Selected text:
····················
The Hazara people - a long-persecuted and long-suffering population - are an Iranian ethnic group living in central Afghanistan and parts of Pakistan. First mention of the Hazara is believed to have occurred in the late 16th century when the term was used to describe the people of the geographic location bordered by Kabul, Ghor, and Gazhni, in the central and mountainous regions of Afghanistan. (See dark green area on map below.)
As noted in In the Sea There Are Crocodiles (and, coincidentally, in Khaled Hosseini's The Kite Runner), the Hazara are a marginalized population. They are predominantly viewed as a lesser people and the lowest of the caste system. Comprised mostly of practicing Shi'a Muslims, the Hazara beliefs are considered to be in direct conflict with the ruling Sunni Muslims, who make up the majority of the population of Afghanistan. Under Taliban rule, simply being Hazara is reason enough to fear execution. A Taliban saying (mentioned about Afghanistan's non-Pashtun ethnic groups) states, "Tajiks to Tajikistan, Uzbeks to Uzbekistan, and Hazaras to goristan" - the graveyard.
····················
Information provided:
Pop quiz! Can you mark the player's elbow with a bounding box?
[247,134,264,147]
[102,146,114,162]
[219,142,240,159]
····················
Exercise requirements:
Resume the passage on the Hazara people above, writing on from its final sentence.

Final result:
The Hazara people have made news headlines, as targeted killings that originated in Afghanistan have become an ever-present danger in the Pakistani city of Quetta. Amnesty International became involved on October 4, 2011, calling for Pakistan to stand up for the rights of the Hazara Shi'a Muslims. Says Amnesty, "Increased attacks on Shi'a and in particular Hazara Shi'a, who are mostly Afghan refugees, demonstrate the increasing marginalization both groups face in Pakistan."
There is one bright spot in the continuing story of the Hazara: advancements in access to education. A New York Times report from January 2010, notes that:
"Two Hazara-dominated provinces, Bamian and Daykondi, have the highest passing rates on admissions exams for the country's top rung of universities, according to officials from the Ministry of Higher Education... While the Taliban insurgency rages in Pashtun regions, and many schools are attacked or forced to close, the enrollment of girls in Bamian schools rose by nearly one-third the past two years, to 46,500, as total school enrollment there grew 22 percent."
Watch the two-part video below to find out more about the Hazara people and the inequities they face living in Afghanistan today.
This article was originally published in October 2011, and has been updated for the
June 2012 paperback release.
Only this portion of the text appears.